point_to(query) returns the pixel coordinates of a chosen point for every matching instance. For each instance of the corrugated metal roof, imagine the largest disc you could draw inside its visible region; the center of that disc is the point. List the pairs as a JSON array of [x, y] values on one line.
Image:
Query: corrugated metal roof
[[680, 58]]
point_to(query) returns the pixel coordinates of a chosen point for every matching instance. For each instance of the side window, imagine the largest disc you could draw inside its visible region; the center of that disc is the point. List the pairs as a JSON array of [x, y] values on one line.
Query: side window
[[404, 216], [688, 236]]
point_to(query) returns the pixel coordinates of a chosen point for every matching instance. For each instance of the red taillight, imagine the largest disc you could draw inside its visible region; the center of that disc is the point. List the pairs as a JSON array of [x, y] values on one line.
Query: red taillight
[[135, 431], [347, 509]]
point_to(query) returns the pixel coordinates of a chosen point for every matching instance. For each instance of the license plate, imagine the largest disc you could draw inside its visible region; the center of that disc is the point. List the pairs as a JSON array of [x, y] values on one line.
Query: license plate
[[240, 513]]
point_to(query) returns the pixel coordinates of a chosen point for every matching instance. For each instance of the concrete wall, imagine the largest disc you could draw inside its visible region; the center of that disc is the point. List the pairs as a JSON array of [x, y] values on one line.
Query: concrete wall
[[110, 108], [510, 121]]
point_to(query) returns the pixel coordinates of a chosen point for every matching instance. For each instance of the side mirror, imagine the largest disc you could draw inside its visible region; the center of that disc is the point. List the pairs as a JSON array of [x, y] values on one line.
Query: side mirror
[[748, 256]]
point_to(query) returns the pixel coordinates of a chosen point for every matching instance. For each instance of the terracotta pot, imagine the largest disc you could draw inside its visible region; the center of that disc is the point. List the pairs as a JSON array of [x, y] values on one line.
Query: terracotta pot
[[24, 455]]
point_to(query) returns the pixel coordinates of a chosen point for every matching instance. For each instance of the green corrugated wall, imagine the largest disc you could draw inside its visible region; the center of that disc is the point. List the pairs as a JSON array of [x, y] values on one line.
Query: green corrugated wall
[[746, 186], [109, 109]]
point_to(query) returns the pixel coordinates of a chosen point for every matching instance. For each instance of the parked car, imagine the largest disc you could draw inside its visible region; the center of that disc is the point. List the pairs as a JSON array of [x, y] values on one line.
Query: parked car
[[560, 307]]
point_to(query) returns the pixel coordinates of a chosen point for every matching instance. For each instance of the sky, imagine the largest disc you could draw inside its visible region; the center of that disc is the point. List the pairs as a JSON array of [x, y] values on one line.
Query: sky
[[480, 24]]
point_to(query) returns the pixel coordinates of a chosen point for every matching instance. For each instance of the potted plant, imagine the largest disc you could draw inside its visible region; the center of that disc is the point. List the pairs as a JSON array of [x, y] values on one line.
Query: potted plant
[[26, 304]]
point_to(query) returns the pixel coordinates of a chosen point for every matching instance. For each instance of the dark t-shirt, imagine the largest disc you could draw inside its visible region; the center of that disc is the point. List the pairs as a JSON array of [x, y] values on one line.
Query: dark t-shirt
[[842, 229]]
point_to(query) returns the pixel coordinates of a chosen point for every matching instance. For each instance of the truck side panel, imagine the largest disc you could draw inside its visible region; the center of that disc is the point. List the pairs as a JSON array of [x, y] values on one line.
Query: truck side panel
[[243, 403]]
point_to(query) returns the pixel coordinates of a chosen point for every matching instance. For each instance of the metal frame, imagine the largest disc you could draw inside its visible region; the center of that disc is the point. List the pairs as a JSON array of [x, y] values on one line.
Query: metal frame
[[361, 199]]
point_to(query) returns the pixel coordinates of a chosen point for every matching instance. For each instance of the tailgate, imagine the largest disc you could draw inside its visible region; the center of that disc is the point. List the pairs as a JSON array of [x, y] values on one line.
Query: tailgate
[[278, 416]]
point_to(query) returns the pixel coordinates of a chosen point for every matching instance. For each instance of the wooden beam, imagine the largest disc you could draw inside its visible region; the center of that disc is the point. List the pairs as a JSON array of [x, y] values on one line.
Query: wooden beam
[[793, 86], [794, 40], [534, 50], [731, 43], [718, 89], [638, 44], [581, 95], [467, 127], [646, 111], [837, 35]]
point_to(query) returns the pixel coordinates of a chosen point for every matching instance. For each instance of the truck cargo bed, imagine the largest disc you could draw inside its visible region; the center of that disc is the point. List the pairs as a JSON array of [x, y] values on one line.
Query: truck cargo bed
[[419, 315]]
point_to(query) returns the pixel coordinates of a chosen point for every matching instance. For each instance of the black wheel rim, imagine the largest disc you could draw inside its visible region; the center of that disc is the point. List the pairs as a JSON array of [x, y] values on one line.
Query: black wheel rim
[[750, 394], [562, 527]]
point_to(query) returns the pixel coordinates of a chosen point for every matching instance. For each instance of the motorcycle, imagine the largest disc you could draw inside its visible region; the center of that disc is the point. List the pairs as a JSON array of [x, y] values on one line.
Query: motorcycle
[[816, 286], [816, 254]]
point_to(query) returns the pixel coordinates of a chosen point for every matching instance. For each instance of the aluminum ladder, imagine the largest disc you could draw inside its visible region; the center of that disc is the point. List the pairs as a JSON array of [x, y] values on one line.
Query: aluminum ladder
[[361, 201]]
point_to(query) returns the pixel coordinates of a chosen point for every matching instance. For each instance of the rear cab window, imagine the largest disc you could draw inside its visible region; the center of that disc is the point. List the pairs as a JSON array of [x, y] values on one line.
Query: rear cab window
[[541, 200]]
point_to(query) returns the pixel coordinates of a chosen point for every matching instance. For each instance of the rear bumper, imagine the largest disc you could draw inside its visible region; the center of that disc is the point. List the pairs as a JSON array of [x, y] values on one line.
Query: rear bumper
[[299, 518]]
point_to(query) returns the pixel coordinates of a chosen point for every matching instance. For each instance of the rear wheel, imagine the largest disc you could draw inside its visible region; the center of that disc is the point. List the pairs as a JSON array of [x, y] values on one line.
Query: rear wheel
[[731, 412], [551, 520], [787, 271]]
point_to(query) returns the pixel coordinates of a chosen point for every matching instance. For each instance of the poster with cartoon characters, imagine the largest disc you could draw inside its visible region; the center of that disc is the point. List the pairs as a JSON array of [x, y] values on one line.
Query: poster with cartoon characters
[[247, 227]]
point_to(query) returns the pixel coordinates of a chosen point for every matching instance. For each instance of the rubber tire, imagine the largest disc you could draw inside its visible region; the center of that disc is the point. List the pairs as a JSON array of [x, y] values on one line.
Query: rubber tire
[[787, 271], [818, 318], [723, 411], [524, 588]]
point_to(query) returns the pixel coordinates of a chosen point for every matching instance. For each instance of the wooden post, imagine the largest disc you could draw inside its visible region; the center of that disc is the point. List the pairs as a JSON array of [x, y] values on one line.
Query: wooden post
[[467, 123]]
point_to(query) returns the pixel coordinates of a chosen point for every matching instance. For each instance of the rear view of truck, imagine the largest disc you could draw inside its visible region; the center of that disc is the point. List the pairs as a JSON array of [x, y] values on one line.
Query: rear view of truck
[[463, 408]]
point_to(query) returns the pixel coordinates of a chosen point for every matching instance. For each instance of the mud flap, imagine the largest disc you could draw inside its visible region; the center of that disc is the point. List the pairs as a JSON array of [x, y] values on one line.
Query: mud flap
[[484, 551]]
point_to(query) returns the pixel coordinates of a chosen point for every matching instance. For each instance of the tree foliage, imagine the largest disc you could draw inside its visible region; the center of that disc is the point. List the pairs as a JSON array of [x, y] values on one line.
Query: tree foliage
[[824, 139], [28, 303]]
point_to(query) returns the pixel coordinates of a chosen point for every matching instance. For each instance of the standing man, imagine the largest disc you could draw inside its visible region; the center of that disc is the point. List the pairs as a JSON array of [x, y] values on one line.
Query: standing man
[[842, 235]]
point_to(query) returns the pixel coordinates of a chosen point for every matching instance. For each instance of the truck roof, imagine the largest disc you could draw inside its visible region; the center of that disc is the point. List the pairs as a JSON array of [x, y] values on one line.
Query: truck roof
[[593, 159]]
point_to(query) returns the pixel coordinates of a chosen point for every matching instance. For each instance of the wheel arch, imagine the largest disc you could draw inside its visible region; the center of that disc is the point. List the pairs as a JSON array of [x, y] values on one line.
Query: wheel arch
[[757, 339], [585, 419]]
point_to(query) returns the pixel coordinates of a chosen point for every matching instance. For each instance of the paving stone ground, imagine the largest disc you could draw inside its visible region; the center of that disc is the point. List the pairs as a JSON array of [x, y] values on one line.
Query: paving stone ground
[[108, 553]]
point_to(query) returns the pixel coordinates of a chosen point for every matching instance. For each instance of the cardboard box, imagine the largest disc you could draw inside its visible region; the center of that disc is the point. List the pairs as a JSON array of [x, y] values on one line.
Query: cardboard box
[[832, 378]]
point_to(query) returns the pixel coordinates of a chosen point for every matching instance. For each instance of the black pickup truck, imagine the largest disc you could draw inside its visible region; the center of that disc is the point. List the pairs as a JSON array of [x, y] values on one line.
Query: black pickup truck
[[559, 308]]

* * * * * * * * *

(Description of the task): With the line containing "of the wheel" as the first and the last line of the records as the final one, print exactly the lines in that span.

(Response to the exercise):
point_to(query) returns the pixel coordinates of a chosen point for every matching instance. For each instance of the wheel arch, imagine the largest disc you could draw inside its visible region; the center of that disc is the point. List the pairs as a JSON array of [x, y] values on one line.
Query: wheel arch
[[757, 339], [585, 419]]
point_to(query) returns the pixel coordinates of a chosen point for every matching instance. For each instance of the paving stone ground, imagine the largest disc you could draw inside its visible region; the center of that disc is the point. List the pairs as a JSON array of [x, y] values on one line.
Query: paving stone ground
[[108, 553]]
point_to(query) returns the pixel coordinates of a chosen point for every matching instance. For each instance of the cardboard box, imagine the largest disc you could draw inside its visible region; the center of that disc is the point. List the pairs as a JSON array of [x, y] values on one line.
Query: cardboard box
[[832, 378]]
point_to(query) returns the pixel coordinates of a chosen point for every matching instance. For each instance of the black pickup truck, imagine the largest disc you could draw inside its visible region; the center of that disc is the point. List the pairs as a JSON array of [x, y] values on one line.
Query: black pickup truck
[[559, 308]]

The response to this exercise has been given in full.